_Consigne_
Transcrire sans modification le passage de l'entretien avec Sabine Weiss qui commence à « Ces photographies dévoilent » et se termine à « vos sujets ? ».

_Extrait cité_
· · · · ·
Sabine Weiss : « La rue, c’était mon plaisir »
ENTRETIEN – A l’occasion de l’exposition organisée au Centre Pompidou, Sabine Weiss nous raconte son amour de la photographie, du réel, de la vie. Rencontre avec une grande dame, doyenne de l’école humaniste.
« Je voudrais qu’il y ait dans mon immeuble des locataires bruyants, avec des enfants bruyants ! » A 93 ans, Sabine Weiss n’a rien perdu de sa vivacité et de sa malice. Dernière représentante de la photographie dite « humaniste », elle expose ses photographies d’après-guerre jusqu’au 15 octobre 2018 au Centre Pompidou à Paris. Des clochards parisiens aux châtelains new-yorkais, elle y dévoile des images d’archives inédites, illustrant la vie dans les rues de Paris, New York, Moscou de 1945 à 1960. Pour l’occasion, nous l’avons retrouvée dans son appartement niché au fond d’une cour de l’ouest parisien. Éprise de la vie, elle nous conte ces bonheurs simples capturés au gré de rencontres impromptues, au détour d’une rue, au milieu d’un terrain vague.
Jusqu’au 15 octobre, le Centre Pompidou expose une sélection de vos photographies réalisées entre 1945 et 1960. Plus de cinquante ans après, quel regard portez-vous sur ces œuvres ?
Ce ne sont pas celles que j’aurais choisies à l’époque, mais elles ne sont pas mal ! Il faut dire que j’avais tendance à ne garder que celles comportant des personnages. Lorsque je développais une planche-contact, je prenais un crayon gras et marquais les photos qui me plaisaient pour ensuite les tirer. Je faisais beaucoup de tri et j’ai d’ailleurs jeté de bonnes choses ! Aujourd’hui, je me rends compte que ça n’est pas parce qu’il n’y a pas de personnage qu’une photographie n’a rien à dire.
Ces photographies dévoilent la physionomie des villes au lendemain de la guerre. On y retrouve des vitrines, des terrains vagues, des scènes de rue animées… Comment choisissiez-vous vos sujets ?
Lorsque j’allais dans la rue, je ne partais pas, appareil en main, avec une idée précise. Elle venait au hasard de rencontres : un clochard qui me touchait, un homme qui courait en contre-jour, un groupe d’enfants. J’avais à cœur dans mes photographies de montrer les sentiments, les émotions de ceux que je croisais. Je me souviens par exemple de gamins qui jouaient dans un terrain vague Porte de Saint-Cloud. Ils me faisaient des grimaces, nous nous amusions et nous lancions des défis. Je me souviens aussi d’un clochard qui mendiait auprès de deux femmes dans la rue. Il avait une telle grâce, un tel respect. C’est l’une des photographies que j’aime le plus.

Sabine Weiss, Madrid, Espagne, 1950 épreuve gélatino-argentique 30,4 x 24 cm Collection Centre Pompidou, Paris © Centre Pompidou, MNAM-CCI/ Philippe Migeat/Dist. RMN-GP © Sabine Weiss
« Lorsque j’allais dans la rue, je ne partais pas, appareil en main, avec une idée précise. Elle venait au hasard de rencontres : un clochard qui me touchait, un homme qui courait en contre-jour, un groupe d’enfants. »
· · · · ·
_Données_

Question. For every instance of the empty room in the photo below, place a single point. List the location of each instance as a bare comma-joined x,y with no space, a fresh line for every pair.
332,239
· · · · ·
_Réponse attendue_
Ces photographies dévoilent la physionomie des villes au lendemain de la guerre. On y retrouve des vitrines, des terrains vagues, des scènes de rue animées… Comment choisissiez-vous vos sujets ?